Pointing dataset records
::::::::

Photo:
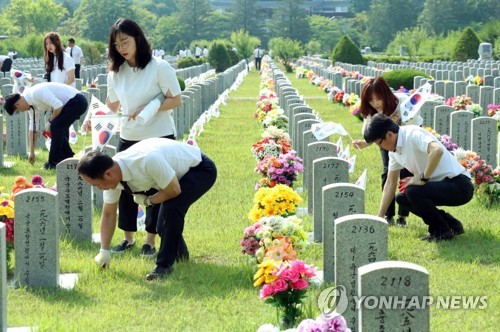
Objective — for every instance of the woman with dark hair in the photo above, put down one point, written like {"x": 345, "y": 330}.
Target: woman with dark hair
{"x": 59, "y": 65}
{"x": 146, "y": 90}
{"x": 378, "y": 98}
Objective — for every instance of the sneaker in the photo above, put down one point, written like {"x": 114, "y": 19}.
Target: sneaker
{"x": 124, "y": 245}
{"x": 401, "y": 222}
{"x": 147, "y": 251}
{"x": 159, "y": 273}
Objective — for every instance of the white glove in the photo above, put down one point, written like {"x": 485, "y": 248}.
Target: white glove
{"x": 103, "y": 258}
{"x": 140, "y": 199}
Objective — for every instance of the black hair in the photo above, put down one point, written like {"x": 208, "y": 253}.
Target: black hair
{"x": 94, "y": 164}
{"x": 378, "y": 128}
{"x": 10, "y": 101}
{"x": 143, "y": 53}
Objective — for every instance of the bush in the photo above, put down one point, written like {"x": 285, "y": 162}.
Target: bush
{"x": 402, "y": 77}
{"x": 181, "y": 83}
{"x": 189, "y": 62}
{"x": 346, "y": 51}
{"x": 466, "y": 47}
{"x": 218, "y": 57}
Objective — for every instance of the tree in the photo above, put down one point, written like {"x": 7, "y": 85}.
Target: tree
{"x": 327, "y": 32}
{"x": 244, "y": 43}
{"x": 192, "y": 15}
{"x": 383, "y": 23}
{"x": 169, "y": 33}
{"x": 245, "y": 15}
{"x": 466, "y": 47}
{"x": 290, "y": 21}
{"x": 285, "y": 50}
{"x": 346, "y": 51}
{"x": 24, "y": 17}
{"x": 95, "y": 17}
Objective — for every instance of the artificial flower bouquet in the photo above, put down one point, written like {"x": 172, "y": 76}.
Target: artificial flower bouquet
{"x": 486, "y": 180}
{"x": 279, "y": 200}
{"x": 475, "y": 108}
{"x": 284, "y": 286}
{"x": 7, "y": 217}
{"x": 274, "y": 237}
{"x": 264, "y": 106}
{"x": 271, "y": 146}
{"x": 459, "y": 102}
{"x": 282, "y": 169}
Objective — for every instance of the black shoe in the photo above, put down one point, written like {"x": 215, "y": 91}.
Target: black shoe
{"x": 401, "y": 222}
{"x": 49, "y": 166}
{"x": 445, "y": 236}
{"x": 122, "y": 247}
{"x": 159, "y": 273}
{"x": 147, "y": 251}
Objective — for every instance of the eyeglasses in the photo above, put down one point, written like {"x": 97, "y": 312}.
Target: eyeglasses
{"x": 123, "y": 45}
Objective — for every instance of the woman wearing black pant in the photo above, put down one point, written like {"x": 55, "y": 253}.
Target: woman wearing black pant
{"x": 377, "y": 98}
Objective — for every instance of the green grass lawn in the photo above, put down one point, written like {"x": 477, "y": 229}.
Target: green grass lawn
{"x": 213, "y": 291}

::::::::

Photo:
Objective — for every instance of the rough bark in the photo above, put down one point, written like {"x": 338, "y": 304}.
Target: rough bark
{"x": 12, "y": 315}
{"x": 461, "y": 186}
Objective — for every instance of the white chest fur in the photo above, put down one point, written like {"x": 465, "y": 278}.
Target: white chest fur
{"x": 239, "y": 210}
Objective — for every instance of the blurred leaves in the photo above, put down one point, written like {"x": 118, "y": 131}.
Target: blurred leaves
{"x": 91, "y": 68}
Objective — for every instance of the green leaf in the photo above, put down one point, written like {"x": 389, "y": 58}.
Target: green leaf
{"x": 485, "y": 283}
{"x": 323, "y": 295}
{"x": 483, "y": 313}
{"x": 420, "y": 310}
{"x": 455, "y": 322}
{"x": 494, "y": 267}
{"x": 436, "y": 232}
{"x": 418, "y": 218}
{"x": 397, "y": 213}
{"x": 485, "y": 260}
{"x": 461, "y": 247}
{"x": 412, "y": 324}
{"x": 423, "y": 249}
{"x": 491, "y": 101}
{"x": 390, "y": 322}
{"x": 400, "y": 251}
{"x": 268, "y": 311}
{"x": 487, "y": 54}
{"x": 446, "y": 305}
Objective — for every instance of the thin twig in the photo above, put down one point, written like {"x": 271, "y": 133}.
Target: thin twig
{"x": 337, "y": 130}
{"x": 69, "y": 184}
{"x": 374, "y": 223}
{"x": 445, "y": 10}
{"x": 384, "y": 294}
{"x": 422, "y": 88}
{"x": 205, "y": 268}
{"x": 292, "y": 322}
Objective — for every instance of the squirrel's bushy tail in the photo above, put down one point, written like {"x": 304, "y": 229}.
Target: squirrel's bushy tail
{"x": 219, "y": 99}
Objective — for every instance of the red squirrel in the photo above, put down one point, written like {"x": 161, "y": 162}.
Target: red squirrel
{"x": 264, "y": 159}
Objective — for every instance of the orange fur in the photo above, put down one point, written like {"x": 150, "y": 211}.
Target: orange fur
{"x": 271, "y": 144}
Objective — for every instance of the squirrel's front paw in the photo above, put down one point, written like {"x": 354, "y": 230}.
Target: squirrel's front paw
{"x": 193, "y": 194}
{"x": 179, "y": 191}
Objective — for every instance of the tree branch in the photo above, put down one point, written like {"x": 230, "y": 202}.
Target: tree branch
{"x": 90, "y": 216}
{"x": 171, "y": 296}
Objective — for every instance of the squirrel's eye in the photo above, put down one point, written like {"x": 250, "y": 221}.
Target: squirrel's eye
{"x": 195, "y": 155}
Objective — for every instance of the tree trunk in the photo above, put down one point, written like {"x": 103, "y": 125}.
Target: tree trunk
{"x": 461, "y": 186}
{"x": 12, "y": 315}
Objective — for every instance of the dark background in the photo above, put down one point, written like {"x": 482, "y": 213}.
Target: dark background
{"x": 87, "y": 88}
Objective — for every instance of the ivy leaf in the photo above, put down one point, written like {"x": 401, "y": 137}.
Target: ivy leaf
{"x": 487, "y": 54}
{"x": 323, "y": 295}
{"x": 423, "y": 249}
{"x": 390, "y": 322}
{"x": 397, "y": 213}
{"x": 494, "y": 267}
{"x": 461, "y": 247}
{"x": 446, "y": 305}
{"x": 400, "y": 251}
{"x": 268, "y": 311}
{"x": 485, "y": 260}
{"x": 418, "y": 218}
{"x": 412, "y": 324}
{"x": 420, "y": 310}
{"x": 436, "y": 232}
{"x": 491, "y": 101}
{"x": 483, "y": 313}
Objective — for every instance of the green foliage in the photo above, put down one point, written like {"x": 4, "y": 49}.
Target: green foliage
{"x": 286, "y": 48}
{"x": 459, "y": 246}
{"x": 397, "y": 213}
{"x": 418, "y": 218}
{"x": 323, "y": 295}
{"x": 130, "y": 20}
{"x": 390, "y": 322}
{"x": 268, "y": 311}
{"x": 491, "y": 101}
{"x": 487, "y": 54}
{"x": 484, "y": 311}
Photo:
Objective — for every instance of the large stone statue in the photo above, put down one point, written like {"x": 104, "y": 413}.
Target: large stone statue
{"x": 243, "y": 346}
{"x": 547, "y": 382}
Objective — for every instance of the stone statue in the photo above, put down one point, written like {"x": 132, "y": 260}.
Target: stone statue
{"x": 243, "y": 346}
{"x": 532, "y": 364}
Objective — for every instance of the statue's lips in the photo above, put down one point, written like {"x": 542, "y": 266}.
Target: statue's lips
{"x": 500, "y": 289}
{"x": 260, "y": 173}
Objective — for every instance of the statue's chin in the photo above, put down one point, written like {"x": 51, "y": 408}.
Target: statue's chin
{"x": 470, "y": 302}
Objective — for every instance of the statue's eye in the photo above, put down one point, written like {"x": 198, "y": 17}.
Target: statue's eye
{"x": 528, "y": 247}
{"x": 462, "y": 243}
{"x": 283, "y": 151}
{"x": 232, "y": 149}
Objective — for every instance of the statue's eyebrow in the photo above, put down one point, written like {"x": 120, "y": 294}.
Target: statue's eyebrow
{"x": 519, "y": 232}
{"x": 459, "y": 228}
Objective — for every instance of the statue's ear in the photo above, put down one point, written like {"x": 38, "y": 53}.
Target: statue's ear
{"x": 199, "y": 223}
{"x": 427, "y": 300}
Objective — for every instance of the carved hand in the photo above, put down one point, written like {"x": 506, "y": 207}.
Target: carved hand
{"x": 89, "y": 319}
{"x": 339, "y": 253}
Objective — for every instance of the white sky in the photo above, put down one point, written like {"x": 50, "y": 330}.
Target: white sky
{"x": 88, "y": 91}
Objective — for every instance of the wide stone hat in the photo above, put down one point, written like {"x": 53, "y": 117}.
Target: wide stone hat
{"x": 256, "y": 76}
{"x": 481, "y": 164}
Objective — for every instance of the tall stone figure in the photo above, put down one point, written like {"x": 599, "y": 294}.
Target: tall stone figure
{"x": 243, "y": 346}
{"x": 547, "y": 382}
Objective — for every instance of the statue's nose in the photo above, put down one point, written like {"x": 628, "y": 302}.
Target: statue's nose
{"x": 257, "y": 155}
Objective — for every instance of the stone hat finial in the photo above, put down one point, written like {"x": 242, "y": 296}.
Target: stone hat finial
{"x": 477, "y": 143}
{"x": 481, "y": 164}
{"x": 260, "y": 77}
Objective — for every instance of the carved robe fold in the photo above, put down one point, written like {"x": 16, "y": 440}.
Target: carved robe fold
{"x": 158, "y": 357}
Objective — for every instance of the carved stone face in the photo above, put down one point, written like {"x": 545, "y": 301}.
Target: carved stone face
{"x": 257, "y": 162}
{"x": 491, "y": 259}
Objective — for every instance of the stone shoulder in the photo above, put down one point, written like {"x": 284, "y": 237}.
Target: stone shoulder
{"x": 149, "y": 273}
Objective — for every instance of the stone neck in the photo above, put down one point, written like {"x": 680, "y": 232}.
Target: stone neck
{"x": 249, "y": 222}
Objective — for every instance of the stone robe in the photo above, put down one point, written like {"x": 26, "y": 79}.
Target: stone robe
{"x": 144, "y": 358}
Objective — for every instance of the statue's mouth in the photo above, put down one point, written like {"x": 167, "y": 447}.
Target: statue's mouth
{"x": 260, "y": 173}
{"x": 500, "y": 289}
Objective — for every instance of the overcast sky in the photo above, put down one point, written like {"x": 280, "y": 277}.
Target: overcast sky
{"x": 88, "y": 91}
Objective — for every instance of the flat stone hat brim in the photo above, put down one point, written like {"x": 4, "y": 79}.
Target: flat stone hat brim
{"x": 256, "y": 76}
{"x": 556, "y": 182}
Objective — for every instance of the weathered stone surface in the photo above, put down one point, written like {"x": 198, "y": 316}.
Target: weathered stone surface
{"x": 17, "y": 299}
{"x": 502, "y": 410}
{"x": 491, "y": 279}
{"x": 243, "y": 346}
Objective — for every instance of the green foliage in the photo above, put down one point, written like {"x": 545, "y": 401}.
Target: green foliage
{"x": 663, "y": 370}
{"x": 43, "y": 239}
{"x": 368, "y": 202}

::::::::

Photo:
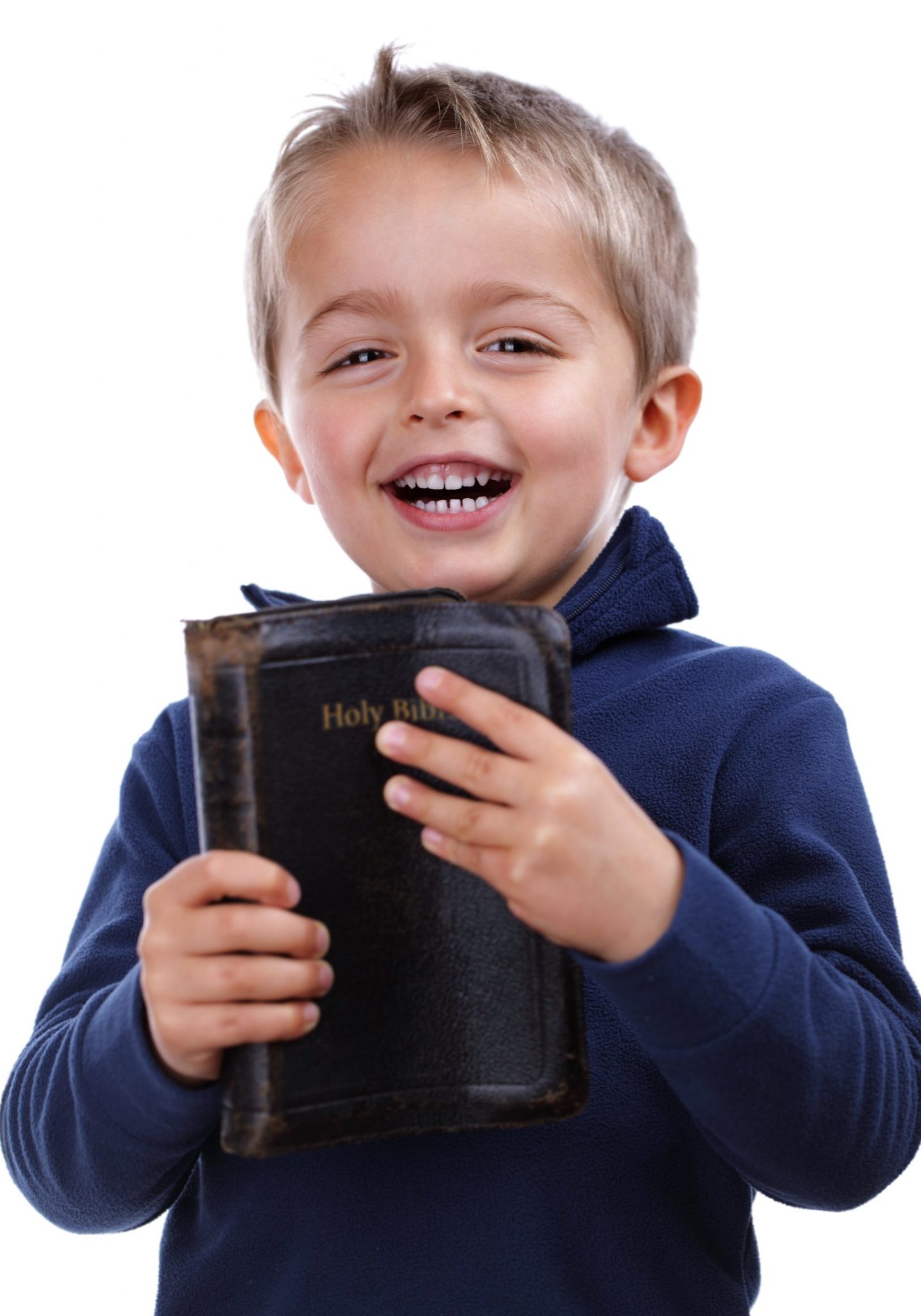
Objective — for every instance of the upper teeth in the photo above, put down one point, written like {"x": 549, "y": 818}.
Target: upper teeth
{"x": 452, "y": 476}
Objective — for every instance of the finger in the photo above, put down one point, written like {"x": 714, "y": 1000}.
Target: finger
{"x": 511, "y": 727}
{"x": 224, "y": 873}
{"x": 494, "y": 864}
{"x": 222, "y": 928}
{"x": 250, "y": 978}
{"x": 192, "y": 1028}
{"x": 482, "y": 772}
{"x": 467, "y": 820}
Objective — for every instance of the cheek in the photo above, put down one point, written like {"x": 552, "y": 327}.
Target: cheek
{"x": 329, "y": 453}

::::::::

Your goal |
Extract every line from the rows above that contains the word "shoe", treating uppercase and lowercase as different.

Task solution |
Objective — for every instance of the black shoe in the photo above, put down one point, written like {"x": 215, "y": 91}.
Target: black shoe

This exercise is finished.